• WHAT YOU ARE ASKED TO DO: How many lines of the listing below contain "pipe"? State the number alone.

• RECORDS SUPPLIED:
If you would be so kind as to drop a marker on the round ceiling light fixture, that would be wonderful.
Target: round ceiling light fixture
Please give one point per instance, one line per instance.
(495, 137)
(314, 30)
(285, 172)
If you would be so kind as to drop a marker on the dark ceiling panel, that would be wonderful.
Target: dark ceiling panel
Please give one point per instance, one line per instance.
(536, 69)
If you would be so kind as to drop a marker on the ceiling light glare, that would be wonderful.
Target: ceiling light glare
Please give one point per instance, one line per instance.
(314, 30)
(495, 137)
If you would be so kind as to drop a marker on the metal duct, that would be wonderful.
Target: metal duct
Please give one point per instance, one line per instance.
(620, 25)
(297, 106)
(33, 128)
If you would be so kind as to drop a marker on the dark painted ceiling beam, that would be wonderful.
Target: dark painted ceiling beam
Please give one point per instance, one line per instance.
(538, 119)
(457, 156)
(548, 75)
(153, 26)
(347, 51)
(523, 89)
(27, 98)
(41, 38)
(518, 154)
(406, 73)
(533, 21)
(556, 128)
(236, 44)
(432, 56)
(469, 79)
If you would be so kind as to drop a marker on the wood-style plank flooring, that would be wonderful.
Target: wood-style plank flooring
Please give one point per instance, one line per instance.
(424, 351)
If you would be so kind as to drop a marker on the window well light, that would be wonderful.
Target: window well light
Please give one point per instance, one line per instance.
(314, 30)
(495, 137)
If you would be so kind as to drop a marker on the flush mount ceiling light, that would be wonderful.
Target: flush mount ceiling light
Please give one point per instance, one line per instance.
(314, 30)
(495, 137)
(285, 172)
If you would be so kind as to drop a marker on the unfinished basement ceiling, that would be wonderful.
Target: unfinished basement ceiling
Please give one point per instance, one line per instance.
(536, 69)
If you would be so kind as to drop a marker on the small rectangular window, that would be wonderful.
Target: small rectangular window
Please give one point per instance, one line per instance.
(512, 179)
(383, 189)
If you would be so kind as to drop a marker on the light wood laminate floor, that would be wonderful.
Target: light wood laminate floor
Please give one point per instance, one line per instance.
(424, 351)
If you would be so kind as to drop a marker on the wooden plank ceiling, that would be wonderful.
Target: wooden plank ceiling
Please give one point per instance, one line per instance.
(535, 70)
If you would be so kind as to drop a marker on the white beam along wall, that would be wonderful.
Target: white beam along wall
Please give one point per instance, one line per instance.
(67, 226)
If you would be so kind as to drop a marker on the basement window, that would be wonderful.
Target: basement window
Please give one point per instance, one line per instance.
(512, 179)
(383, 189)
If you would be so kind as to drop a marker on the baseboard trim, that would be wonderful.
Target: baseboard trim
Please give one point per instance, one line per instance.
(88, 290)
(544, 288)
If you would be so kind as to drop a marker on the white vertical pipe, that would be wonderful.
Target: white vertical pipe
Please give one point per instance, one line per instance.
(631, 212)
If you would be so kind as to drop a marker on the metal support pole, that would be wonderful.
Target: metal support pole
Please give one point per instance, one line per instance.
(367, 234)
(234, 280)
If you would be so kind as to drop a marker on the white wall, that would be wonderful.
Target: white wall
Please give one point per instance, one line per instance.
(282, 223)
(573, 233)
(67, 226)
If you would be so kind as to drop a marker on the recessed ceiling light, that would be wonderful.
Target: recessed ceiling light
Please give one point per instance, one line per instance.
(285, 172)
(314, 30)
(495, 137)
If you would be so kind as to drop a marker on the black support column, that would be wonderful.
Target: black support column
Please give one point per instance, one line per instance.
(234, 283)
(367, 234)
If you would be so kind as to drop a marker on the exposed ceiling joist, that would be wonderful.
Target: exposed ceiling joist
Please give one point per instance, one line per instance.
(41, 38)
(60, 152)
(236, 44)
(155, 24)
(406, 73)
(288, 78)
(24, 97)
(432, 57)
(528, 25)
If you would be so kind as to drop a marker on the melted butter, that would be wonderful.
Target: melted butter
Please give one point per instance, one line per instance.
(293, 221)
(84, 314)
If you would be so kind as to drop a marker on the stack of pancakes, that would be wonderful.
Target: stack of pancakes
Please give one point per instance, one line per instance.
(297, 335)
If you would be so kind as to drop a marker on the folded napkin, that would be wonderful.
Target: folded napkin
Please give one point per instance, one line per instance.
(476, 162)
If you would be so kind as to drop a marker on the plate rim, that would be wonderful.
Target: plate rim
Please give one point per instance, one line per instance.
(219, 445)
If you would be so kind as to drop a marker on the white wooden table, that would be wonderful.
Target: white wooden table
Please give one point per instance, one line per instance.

• SOLUTION: 2